* Exercise requirements:
Pick out every row below that contains the string "Target", and copy each one. Only matches with the same capitalization count.
** START Supplied material **
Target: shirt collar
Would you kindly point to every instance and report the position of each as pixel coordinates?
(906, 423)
** END Supplied material **
** START Supplied material **
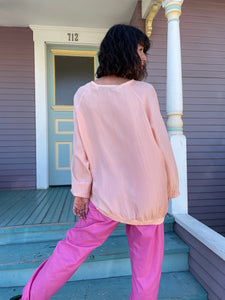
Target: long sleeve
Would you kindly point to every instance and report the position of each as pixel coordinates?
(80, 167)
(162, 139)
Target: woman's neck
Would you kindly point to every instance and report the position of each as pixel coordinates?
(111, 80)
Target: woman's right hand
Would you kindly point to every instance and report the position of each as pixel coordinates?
** END Supplied material **
* Answer to the exercise:
Target: shirt collar
Target: long sleeve
Target: woman's neck
Target: woman's right hand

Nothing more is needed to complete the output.